Every line from the one containing "Exercise. Pick out the woman's ear" to the one containing "Exercise. Pick out the woman's fingers" in the records below, both included, must be set down exactly, and no other line.

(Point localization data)
• • • • • • •

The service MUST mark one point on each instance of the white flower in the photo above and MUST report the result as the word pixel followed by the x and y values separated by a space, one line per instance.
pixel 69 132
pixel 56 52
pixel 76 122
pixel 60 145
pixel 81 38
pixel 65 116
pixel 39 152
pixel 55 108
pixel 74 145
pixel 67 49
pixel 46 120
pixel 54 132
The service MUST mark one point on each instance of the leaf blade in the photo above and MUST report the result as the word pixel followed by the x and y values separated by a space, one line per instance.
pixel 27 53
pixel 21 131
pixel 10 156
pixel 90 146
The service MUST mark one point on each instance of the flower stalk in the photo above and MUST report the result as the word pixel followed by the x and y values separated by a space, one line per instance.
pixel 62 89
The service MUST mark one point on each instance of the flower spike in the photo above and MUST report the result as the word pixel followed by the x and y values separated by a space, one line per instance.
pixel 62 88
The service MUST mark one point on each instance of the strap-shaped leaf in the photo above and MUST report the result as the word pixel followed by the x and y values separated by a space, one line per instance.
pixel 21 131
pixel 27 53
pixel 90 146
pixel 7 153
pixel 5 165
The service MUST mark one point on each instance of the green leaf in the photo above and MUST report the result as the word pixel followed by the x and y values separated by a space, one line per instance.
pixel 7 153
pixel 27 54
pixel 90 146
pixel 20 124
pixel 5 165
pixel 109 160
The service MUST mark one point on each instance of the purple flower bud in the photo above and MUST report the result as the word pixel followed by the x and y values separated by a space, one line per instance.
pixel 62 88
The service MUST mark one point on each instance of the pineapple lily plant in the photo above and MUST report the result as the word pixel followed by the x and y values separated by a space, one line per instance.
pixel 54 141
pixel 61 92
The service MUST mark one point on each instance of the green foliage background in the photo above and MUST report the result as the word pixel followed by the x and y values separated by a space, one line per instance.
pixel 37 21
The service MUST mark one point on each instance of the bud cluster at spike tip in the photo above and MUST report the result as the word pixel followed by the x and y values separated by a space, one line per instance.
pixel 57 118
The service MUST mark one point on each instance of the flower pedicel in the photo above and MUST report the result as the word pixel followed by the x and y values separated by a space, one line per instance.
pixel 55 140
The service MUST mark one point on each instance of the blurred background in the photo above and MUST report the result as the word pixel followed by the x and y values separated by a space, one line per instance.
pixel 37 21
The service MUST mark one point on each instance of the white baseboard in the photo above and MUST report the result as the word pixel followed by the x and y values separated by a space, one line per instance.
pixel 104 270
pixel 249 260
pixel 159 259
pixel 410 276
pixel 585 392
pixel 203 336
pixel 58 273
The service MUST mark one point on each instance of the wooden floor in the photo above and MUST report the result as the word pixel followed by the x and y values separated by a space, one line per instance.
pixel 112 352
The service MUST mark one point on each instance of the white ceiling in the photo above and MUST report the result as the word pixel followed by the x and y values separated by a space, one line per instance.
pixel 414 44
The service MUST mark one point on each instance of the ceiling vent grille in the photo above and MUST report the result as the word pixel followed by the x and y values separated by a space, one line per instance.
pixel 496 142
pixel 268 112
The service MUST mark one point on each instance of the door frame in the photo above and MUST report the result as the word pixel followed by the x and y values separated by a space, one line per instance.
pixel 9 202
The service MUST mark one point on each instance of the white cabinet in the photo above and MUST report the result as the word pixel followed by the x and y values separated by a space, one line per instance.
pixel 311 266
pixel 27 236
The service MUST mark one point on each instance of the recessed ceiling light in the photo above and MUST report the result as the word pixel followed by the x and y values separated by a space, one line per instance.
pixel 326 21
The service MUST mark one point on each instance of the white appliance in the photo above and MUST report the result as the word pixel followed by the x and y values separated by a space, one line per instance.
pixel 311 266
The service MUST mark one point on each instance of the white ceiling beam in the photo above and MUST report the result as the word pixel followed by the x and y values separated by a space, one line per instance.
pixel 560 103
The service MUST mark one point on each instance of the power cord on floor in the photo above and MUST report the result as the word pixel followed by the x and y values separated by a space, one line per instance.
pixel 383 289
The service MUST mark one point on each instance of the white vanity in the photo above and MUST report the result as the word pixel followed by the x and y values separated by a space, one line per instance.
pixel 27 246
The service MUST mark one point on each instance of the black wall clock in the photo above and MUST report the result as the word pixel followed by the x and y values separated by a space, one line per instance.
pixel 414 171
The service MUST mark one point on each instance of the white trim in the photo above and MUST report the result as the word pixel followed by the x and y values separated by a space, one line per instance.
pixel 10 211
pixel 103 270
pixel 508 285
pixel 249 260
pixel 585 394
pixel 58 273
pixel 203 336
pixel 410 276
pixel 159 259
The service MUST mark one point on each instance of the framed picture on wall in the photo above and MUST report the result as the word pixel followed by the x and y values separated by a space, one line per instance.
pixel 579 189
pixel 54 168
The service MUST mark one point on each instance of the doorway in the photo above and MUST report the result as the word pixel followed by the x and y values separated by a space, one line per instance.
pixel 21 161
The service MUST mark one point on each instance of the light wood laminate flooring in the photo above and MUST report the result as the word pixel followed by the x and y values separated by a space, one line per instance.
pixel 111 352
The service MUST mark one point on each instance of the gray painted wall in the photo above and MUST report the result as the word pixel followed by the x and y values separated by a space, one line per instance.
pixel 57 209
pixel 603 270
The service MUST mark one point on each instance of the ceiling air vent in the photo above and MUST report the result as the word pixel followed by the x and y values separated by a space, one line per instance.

• • • • • • •

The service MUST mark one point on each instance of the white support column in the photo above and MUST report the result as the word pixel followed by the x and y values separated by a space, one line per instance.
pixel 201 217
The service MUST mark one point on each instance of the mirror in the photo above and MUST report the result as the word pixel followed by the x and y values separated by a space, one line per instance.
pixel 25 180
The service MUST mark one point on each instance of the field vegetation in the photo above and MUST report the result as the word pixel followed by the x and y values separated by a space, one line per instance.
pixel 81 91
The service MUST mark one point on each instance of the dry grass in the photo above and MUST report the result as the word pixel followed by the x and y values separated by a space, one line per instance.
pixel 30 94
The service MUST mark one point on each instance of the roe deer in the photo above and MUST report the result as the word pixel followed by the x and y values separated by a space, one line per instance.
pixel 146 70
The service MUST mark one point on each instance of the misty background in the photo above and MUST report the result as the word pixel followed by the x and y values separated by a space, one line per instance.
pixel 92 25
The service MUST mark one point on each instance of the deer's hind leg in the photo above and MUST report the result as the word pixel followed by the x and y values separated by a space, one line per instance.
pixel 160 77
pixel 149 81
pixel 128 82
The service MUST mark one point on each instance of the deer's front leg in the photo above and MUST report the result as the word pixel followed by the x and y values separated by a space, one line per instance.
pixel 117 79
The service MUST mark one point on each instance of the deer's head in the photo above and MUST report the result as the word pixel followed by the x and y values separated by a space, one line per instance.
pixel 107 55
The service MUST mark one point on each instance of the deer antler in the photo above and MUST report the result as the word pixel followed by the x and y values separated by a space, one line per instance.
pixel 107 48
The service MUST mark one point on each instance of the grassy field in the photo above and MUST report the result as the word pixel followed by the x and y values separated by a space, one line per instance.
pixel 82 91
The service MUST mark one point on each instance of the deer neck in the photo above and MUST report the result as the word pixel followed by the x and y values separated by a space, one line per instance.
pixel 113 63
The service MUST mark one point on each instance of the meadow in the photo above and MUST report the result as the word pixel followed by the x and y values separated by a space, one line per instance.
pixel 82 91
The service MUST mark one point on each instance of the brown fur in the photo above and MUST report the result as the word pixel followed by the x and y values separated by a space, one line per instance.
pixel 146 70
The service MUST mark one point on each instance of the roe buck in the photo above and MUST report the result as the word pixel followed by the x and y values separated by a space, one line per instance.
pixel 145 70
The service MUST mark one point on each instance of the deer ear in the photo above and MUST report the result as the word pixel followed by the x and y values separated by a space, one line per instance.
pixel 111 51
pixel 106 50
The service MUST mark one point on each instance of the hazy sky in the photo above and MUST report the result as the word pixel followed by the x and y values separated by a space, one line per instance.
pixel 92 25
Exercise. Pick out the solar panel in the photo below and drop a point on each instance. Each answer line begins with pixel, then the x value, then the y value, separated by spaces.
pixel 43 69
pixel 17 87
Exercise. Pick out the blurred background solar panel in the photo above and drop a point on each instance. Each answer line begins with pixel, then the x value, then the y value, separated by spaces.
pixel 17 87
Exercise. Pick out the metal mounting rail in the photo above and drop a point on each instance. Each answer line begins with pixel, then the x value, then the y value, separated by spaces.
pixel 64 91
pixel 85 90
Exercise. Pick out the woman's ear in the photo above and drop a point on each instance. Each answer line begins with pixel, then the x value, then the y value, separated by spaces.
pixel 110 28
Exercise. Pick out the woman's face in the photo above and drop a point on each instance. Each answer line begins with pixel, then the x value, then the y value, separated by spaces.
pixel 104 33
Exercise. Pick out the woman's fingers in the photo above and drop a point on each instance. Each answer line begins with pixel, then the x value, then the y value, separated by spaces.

• • • • • • •

*RESULT FOR THIS TASK*.
Exercise. Pick out the woman's ear in the photo above and drop a point on each instance. Each answer line begins with pixel, then the x value, then the y value, separated by spaces.
pixel 110 28
Exercise. Pick out the woman's face in the photo above and drop a point on each instance. Each answer line begins with pixel, then the x value, then the y value, separated by spaces.
pixel 104 33
Exercise. Pick out the woman's fingers in the photo above and drop a point on each instance. Each answer line begins with pixel, then the x value, then the y value, separated by spaces.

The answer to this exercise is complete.